[Source data]
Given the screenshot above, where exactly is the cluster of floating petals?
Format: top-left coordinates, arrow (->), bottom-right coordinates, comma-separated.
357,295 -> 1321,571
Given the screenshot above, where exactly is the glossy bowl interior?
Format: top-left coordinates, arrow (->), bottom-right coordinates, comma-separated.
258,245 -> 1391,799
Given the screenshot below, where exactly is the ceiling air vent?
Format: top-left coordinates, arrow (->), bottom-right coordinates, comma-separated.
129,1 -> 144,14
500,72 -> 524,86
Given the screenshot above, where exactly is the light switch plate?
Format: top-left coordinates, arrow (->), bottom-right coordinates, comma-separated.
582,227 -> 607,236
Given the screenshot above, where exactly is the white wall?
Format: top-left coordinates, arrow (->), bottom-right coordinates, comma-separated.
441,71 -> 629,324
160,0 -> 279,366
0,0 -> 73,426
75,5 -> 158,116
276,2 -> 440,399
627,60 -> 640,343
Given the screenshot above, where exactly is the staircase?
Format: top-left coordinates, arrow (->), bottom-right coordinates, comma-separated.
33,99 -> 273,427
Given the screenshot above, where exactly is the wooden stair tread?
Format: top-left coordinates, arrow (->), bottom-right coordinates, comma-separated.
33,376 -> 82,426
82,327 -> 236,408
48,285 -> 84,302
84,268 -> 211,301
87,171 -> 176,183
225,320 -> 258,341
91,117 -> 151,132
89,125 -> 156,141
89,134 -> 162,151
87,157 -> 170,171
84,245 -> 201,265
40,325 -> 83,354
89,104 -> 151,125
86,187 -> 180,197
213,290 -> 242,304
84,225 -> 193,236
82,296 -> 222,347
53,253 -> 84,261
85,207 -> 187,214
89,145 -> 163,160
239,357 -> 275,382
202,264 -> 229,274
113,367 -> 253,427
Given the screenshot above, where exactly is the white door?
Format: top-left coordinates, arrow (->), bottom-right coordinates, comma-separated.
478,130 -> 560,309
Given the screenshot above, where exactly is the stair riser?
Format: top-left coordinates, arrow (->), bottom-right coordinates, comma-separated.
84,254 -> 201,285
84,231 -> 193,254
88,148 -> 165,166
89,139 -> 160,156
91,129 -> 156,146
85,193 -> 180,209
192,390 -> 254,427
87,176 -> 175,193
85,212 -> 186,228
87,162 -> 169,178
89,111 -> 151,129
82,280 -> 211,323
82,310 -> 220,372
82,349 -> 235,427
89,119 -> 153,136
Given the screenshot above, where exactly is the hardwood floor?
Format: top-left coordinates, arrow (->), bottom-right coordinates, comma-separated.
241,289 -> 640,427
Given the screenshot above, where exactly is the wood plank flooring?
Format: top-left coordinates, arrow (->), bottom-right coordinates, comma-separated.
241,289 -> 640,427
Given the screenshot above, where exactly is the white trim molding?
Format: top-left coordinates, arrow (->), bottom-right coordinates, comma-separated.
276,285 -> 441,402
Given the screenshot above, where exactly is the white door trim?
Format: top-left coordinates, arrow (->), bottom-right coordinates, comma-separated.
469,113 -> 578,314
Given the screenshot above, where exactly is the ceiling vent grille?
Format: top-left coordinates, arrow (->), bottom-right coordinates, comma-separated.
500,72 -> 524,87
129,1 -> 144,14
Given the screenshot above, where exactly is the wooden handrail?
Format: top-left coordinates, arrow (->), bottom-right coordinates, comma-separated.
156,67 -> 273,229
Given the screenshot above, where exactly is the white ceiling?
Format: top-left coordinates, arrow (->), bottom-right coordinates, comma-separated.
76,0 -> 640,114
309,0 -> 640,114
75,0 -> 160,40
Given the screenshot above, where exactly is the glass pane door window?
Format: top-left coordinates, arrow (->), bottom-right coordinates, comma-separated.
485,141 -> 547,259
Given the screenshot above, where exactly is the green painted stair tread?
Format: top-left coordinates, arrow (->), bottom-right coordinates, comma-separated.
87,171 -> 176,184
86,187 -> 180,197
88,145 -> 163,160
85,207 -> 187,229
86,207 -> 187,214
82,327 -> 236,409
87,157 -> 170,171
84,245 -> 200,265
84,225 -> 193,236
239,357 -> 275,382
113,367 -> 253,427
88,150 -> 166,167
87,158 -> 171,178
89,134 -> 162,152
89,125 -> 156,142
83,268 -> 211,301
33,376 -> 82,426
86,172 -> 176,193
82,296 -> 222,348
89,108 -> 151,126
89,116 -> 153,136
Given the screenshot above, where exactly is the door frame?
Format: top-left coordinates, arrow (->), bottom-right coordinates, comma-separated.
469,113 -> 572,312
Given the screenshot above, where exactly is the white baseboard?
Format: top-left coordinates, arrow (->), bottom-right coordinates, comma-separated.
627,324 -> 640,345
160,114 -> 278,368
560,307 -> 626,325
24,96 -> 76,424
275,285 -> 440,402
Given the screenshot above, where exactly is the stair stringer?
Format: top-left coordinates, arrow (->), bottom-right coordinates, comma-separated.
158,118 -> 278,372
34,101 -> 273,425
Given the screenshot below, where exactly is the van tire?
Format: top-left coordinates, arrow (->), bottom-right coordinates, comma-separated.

Exercise prompt: Please change every "screenshot" in the listing above to "photo" and write out the whole listing again with nothing else altered.

Response below:
Given the photo above, where exactly is the cluster of floating petals?
Format: top-left coordinates, arrow (->), bottom-right coordinates, comma-separated.
357,295 -> 1321,571
Given the photo above, where exactly is the glossy bowl interior?
Format: top-left coordinates, arrow (->), bottom-right coordinates, comma-separated.
258,245 -> 1391,799
Given the photo below, where exactly is the ceiling air vent?
Format: top-left coordinates, arrow (->), bottom-right coordinates, comma-separated.
129,1 -> 144,14
500,72 -> 524,86
Given the photo above, where exactly is the light switch plate?
Format: top-left coordinates, arrow (->), bottom-right coordinates, comma-separated.
582,227 -> 607,236
Given the photo above, where exactly is the white wall?
Format: top-left coordinates, arrow (->), bottom-right coordinates, comma-separated.
441,71 -> 629,324
160,0 -> 279,366
0,0 -> 73,426
75,5 -> 158,116
276,2 -> 440,399
627,60 -> 640,343
Given the photo above, where exactly is the staircase?
Format: top-left coordinates, arrow (->), bottom-right coordinates, comma-separated.
33,99 -> 273,427
Given the photo above, where exactly is the wooden stair tread?
Format: top-left coordinates, arrow (->), bottom-right coordinates, comma-separated.
33,376 -> 82,426
82,327 -> 236,408
48,285 -> 84,302
84,268 -> 211,301
87,171 -> 176,183
225,320 -> 258,341
91,117 -> 151,132
89,125 -> 156,141
89,134 -> 162,151
87,157 -> 170,171
84,245 -> 201,265
40,325 -> 83,354
89,104 -> 151,125
86,187 -> 180,197
213,290 -> 242,304
84,225 -> 193,236
82,296 -> 222,347
53,253 -> 84,261
85,207 -> 187,214
89,145 -> 163,160
239,357 -> 275,382
202,264 -> 229,274
113,367 -> 253,427
Given the photo above, where exactly is the white door?
Format: top-left coordinates, arrow (->), bottom-right coordinates, comma-separated.
478,130 -> 560,309
Given the photo above, where exactly is the stair riser?
Format: top-left coordinates, arrow (->), bottom-right coordinates, comma-separated.
84,254 -> 201,285
84,231 -> 193,254
88,148 -> 165,166
89,139 -> 160,156
91,129 -> 156,146
85,193 -> 180,209
192,390 -> 254,427
87,176 -> 175,193
85,212 -> 186,228
87,162 -> 169,178
89,111 -> 151,129
82,280 -> 211,323
82,310 -> 220,372
82,349 -> 235,427
89,119 -> 153,136
Given the photo above, where exactly is the hardwood floor?
Format: top-left coordinates, arrow (->), bottom-right coordinates, comma-separated.
241,289 -> 640,427
Given the photo above, where exactly is the wood plank flooring?
Format: top-left coordinates, arrow (->), bottom-right coordinates, comma-separated.
241,289 -> 640,427
Given the photo above, where exactly is the white trim molding?
Format: top-left coordinates, arrow (->), bottom-right coordinates, comma-separated.
276,285 -> 441,402
Given the photo above, where exactly is the white door trim?
Format: top-left coordinates, arrow (->), bottom-right coordinates, comma-separated.
469,113 -> 578,314
Given the photo above, where exactly is the ceiling vent grille?
Format: top-left coordinates, arrow (->), bottom-right coordinates, comma-separated.
500,72 -> 524,87
129,1 -> 144,14
Given the photo above, where exactly is the wooden handrail?
Format: top-left coordinates, arrow (->), bottom-right coordinates, comma-separated.
156,67 -> 273,229
Given the photo above, where exactly is the white ceiling?
Format: top-left coordinates, arrow (->), bottom-right coordinates, comma-separated.
76,0 -> 640,114
309,0 -> 640,114
75,0 -> 160,40
Given the photo above, where exactly is the glass pane door window?
Format: top-left coordinates, arrow (->), bottom-right coordinates, comma-separated.
485,141 -> 547,259
Given the photo above, where exactly is the green painted stair tread?
Format: top-left coordinates, arrow (->), bottom-right coordinates, comma-separated.
87,171 -> 176,184
86,187 -> 180,197
88,145 -> 163,160
85,207 -> 187,229
86,207 -> 187,214
82,327 -> 236,409
87,157 -> 170,171
84,245 -> 200,265
84,225 -> 193,236
239,357 -> 275,382
113,367 -> 253,427
88,150 -> 166,167
87,158 -> 171,178
89,134 -> 162,152
89,125 -> 156,142
83,268 -> 211,301
33,376 -> 82,426
86,172 -> 176,193
82,296 -> 222,348
89,108 -> 151,126
89,116 -> 153,136
Given the photo above, where exactly is the door frame?
Format: top-left coordinates, arrow (->), bottom-right coordinates, comma-separated.
469,113 -> 572,312
Given the photo above, where exactly is the white baseboard?
Format: top-left coordinates, arrow (->), bottom-right coordinates, comma-separated.
627,324 -> 640,345
160,114 -> 278,368
560,307 -> 626,325
24,96 -> 76,424
275,285 -> 440,402
Given the photo above, where exactly is the stair stringer?
Format: top-left coordinates, arrow (->), bottom-right coordinates, comma-separated.
158,118 -> 278,372
34,101 -> 273,425
Given the photo below, where exactly is the van tire?
Format: top-left coordinates, arrow (->), bottom-right coordinates, comma-separated.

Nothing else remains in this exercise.